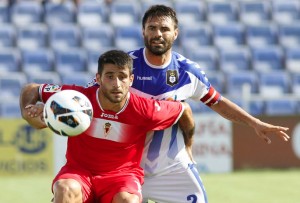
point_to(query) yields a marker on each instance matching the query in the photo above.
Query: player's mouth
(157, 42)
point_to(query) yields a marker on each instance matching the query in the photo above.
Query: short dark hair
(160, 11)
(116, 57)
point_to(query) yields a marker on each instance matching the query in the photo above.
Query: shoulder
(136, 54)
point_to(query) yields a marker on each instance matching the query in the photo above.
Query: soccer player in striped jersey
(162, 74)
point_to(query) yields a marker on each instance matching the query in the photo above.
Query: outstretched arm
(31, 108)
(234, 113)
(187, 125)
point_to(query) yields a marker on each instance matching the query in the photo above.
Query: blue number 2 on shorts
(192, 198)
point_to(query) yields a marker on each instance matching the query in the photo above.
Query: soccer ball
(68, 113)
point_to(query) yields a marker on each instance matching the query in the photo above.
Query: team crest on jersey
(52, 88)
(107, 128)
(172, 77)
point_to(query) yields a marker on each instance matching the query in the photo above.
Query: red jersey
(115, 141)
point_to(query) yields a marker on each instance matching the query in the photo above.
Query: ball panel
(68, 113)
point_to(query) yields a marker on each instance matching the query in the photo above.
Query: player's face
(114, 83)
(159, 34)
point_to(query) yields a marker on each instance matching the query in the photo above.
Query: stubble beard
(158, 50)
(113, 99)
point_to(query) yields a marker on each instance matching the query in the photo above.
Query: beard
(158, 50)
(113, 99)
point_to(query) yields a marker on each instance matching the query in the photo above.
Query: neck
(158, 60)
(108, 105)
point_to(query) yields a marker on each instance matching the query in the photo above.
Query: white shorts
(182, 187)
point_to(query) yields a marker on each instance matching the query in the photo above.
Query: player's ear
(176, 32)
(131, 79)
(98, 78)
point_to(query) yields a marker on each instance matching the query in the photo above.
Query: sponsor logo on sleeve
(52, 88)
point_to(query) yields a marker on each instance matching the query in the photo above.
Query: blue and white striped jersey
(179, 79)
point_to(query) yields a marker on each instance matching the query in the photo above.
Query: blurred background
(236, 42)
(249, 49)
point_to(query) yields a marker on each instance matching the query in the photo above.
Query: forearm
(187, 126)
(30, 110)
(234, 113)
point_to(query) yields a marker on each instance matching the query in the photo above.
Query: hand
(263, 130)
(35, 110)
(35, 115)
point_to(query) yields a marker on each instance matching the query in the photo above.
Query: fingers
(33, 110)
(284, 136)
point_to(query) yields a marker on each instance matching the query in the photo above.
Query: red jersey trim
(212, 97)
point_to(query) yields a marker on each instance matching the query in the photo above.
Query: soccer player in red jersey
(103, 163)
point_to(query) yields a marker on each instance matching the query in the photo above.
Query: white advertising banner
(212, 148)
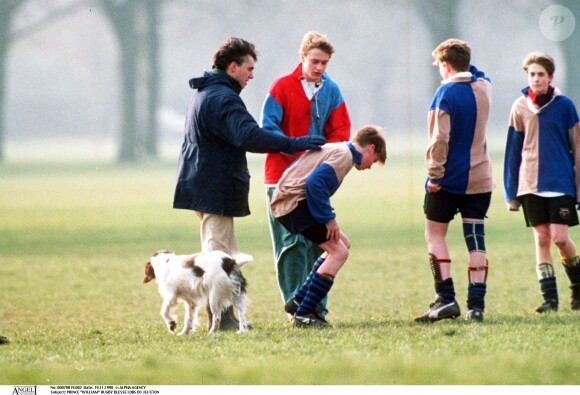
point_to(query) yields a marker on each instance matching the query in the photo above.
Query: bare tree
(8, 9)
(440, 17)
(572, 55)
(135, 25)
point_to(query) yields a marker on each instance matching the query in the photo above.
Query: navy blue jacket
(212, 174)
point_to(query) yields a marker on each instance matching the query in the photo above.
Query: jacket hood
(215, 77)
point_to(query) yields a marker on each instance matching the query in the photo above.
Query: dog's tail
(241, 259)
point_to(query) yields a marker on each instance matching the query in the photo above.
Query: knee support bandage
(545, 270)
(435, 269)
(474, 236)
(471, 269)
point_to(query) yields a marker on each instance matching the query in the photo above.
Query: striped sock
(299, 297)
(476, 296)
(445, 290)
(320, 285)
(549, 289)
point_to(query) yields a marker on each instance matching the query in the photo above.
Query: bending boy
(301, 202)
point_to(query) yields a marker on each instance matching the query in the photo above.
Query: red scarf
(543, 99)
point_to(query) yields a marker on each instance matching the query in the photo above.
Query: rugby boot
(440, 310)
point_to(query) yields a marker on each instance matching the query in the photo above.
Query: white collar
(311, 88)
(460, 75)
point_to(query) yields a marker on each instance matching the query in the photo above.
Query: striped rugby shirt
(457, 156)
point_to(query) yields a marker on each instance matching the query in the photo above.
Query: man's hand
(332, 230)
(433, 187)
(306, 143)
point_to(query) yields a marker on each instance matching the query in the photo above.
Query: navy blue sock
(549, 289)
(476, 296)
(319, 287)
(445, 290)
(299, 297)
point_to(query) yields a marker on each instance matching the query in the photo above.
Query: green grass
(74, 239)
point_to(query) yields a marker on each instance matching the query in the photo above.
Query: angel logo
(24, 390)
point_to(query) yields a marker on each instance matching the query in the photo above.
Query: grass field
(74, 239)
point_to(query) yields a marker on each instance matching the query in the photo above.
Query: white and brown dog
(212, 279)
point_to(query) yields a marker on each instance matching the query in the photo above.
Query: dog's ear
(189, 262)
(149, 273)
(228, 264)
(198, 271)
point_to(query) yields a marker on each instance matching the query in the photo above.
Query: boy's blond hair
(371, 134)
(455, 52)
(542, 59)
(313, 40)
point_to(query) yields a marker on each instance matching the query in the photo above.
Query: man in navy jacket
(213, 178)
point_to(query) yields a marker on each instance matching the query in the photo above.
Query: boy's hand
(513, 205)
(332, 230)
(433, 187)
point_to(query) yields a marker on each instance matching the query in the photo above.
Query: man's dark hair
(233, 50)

DIRECTIONS:
Pick out every line in the entries above that contains the string "shorts".

REPLY:
Query: blue number 2 on shorts
Query: white shorts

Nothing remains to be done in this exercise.